* Request *
Please recast the material below as a Markdown table with two columns, Row and Line. Give each line its own numbered row, skip blank lines, and leave the pictures out.

* Records provided *
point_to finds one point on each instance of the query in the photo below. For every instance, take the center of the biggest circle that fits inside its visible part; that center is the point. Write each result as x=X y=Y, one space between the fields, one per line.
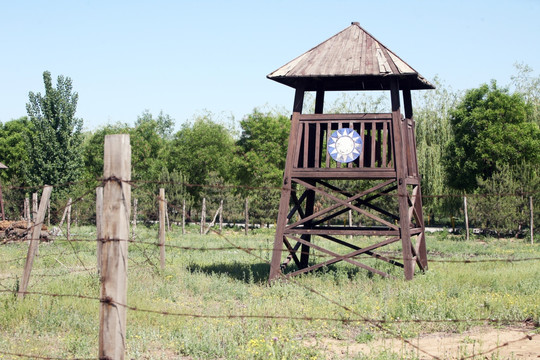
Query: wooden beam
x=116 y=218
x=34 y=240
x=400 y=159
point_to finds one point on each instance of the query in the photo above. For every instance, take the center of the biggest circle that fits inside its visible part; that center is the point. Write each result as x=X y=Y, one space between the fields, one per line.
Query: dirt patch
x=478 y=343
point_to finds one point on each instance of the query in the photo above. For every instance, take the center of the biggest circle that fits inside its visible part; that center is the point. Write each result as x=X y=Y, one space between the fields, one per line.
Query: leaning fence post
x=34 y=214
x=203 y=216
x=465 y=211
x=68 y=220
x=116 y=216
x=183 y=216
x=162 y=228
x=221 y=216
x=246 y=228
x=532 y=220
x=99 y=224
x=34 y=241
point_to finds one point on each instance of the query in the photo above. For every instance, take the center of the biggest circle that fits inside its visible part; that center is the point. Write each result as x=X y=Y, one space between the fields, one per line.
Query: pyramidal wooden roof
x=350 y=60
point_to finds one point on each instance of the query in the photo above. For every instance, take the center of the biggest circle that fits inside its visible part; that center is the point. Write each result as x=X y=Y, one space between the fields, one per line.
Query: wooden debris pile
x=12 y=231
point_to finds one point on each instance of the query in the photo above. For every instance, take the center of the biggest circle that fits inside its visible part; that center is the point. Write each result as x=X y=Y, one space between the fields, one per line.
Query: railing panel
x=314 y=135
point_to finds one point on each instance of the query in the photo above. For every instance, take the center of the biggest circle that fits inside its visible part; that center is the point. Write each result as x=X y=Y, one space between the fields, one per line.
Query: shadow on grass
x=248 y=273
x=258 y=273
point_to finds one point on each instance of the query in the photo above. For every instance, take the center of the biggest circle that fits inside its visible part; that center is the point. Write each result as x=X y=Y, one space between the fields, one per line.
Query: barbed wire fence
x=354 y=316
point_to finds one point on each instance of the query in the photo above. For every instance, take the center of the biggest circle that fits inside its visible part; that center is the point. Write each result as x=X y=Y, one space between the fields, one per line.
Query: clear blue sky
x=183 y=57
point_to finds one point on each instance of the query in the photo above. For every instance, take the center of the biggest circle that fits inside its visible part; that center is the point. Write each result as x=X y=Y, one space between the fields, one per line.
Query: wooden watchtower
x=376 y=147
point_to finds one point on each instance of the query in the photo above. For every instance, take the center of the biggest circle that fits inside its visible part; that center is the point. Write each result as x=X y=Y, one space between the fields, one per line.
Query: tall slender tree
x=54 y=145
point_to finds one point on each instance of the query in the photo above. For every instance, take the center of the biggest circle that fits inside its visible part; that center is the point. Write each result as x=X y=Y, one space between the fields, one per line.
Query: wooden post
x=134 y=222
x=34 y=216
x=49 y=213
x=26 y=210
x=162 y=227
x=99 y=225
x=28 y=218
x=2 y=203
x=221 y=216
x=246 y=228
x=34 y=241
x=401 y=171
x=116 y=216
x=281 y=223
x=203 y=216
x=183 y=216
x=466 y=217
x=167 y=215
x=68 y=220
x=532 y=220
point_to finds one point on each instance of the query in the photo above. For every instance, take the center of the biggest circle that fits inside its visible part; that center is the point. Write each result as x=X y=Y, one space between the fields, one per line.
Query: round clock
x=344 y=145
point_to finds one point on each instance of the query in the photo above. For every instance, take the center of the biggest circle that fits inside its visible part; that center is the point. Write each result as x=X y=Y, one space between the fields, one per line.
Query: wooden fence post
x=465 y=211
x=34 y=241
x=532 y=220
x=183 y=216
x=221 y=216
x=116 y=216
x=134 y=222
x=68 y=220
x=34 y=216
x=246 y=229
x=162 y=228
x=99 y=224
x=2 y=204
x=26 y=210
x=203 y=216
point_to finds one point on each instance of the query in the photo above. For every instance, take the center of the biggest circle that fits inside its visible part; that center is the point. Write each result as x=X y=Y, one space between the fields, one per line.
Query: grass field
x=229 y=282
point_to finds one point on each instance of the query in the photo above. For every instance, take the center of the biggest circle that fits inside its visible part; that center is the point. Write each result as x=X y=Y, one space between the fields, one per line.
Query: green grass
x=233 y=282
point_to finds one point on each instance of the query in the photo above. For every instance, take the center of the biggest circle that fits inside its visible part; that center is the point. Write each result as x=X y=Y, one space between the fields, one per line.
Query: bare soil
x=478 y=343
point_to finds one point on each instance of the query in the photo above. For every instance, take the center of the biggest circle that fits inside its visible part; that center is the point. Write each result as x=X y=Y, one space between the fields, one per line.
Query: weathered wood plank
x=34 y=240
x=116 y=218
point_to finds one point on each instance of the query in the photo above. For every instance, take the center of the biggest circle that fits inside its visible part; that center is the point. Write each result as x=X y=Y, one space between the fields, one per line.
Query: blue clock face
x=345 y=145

* Worked answer *
| Row | Line |
|---|---|
| 1 | point_to finds one point on each instance of the query in the photo below. For every instance, take the center of the biggest circle that fits inside its visible part; that center is the point. Write each result as x=X y=Y, one space between the fields, one per line. |
| 2 | Query: wooden beam |
| 3 | x=116 y=218 |
| 4 | x=34 y=240 |
| 5 | x=400 y=159 |
| 6 | point_to finds one point on each instance of the query in the photo above. For every instance, take the center of the biggest circle that fits inside its visible part; that center is the point. Write each result as x=X y=Y, one space between the fields, one per line. |
| 7 | Query: dirt patch |
| 8 | x=478 y=343 |
| 9 | point_to finds one point on each instance of the query in the photo above. For every instance, take the center of the biggest circle that fits inside its visible part; that center is the point. Write each result as x=X y=Y, one space between the fields, one per line. |
| 10 | Query: leaning fence post |
| 11 | x=34 y=214 |
| 12 | x=203 y=216 |
| 13 | x=465 y=211 |
| 14 | x=68 y=220 |
| 15 | x=116 y=216 |
| 16 | x=183 y=216 |
| 17 | x=162 y=228 |
| 18 | x=221 y=216 |
| 19 | x=246 y=228 |
| 20 | x=532 y=220 |
| 21 | x=99 y=224 |
| 22 | x=34 y=241 |
| 23 | point_to finds one point on each instance of the query in the photo above. For every instance, take the center of the biggest circle that fits inside its visible part; that center is the point. Write each result as x=X y=Y, one space between the fields, one per line. |
| 24 | Query: pyramidal wooden roof |
| 25 | x=350 y=60 |
| 26 | point_to finds one point on each instance of the query in the photo above. For every instance, take the center of the biggest circle that fits inside its visible part; that center is the point. Write each result as x=X y=Y, one space between the fields, one per line. |
| 27 | Query: wooden debris pile |
| 28 | x=12 y=231 |
| 29 | point_to finds one point on each instance of the query in the photo above. For every instance, take the center of the biggest circle that fits inside its visible part; that center is the point. Write each result as x=X y=Y, one space between the fields, one per line. |
| 30 | Query: railing panel |
| 31 | x=314 y=135 |
| 32 | point_to finds one point on each instance of the query in the photo above. For every instance, take the center of the biggest circle that fits inside its visible part; that center is the point. Write each result as x=X y=Y, one space between the fields, one per line. |
| 33 | Query: shadow on grass |
| 34 | x=248 y=273 |
| 35 | x=258 y=273 |
| 36 | point_to finds one point on each instance of the query in the photo above. For every instance, take the center of the biggest circle that fits inside its visible part; that center is the point. Write each result as x=X y=Y, one space between the fields, one per line. |
| 37 | Query: barbed wire fence |
| 38 | x=354 y=316 |
| 39 | point_to finds one point on each instance of the query in the photo above. For every instance, take the center of the biggest circle that fits inside its visible part; that center is the point. Write each result as x=X y=Y, one space between the fields, one per line. |
| 40 | Query: clear blue sky |
| 41 | x=183 y=57 |
| 42 | point_to finds one point on each instance of the query in the photo above. For every instance, take the center of the biggest circle that fits inside its visible part; that center is the point. Write each result as x=X y=Y, one space between the fields, one per line. |
| 43 | Query: wooden watchtower |
| 44 | x=376 y=147 |
| 45 | point_to finds one point on each instance of the query in the photo above. For every instance, take the center of the biggest circle that fits inside its visible part; that center is the point. Write each result as x=X y=Y, one space between the fields, one per line. |
| 46 | Query: tall slender tree |
| 47 | x=54 y=145 |
| 48 | point_to finds one point on each instance of the query in the photo above. For every instance, take the center of the biggest circle that fits inside its visible part; that center is the point. Write each result as x=X y=Y, one space between the fields, one per line. |
| 49 | Query: wooden post |
| 50 | x=134 y=222 |
| 51 | x=34 y=216 |
| 52 | x=49 y=213 |
| 53 | x=26 y=210 |
| 54 | x=162 y=227 |
| 55 | x=99 y=225 |
| 56 | x=28 y=218 |
| 57 | x=2 y=203 |
| 58 | x=221 y=216 |
| 59 | x=246 y=228 |
| 60 | x=34 y=241 |
| 61 | x=401 y=171 |
| 62 | x=116 y=216 |
| 63 | x=281 y=223 |
| 64 | x=203 y=216 |
| 65 | x=183 y=216 |
| 66 | x=466 y=217 |
| 67 | x=167 y=215 |
| 68 | x=68 y=220 |
| 69 | x=532 y=220 |
| 70 | point_to finds one point on each instance of the query in the photo above. For every instance, take the center of the biggest circle that fits inside its visible part; that center is the point. Write each result as x=X y=Y, one space between the fields, one per line. |
| 71 | Query: round clock |
| 72 | x=344 y=145 |
| 73 | point_to finds one point on each instance of the query in the photo above. For every instance, take the center of the biggest circle that fits inside its visible part; that center is the point. Write each result as x=X y=Y, one space between the fields, one per line. |
| 74 | Query: wooden fence post |
| 75 | x=465 y=211 |
| 76 | x=34 y=241 |
| 77 | x=532 y=220 |
| 78 | x=183 y=216 |
| 79 | x=221 y=216 |
| 80 | x=116 y=216 |
| 81 | x=134 y=222 |
| 82 | x=68 y=220 |
| 83 | x=34 y=216 |
| 84 | x=246 y=229 |
| 85 | x=162 y=228 |
| 86 | x=99 y=224 |
| 87 | x=2 y=204 |
| 88 | x=26 y=210 |
| 89 | x=203 y=216 |
| 90 | point_to finds one point on each instance of the query in the photo above. For every instance, take the center of the biggest circle that fits inside its visible part; that center is the point. Write each result as x=X y=Y, one space between the fields, one per line. |
| 91 | Query: grass field |
| 92 | x=229 y=282 |
| 93 | point_to finds one point on each instance of the query in the photo above. For every instance, take the center of the biggest circle that fits inside its visible part; that center is the point. Write each result as x=X y=Y, one space between the fields, one per line. |
| 94 | Query: green grass |
| 95 | x=233 y=282 |
| 96 | point_to finds one point on each instance of the query in the photo above. For every instance, take the center of the biggest circle that fits inside its visible part; that center is the point. Write each result as x=X y=Y, one space between the fields, one per line. |
| 97 | Query: bare soil |
| 98 | x=478 y=343 |
| 99 | point_to finds one point on each instance of the query in the photo above. For every instance, take the center of the biggest circle that fits inside its visible part; that center is the point. Write each result as x=X y=Y, one space between the fields, one per line. |
| 100 | Query: weathered wood plank |
| 101 | x=34 y=240 |
| 102 | x=116 y=218 |
| 103 | point_to finds one point on each instance of the query in the photo above. For every instance, take the center of the biggest circle that fits inside its visible part; that center is the point. Write each result as x=X y=Y, one space between the fields, one per line. |
| 104 | Query: blue clock face |
| 105 | x=345 y=145 |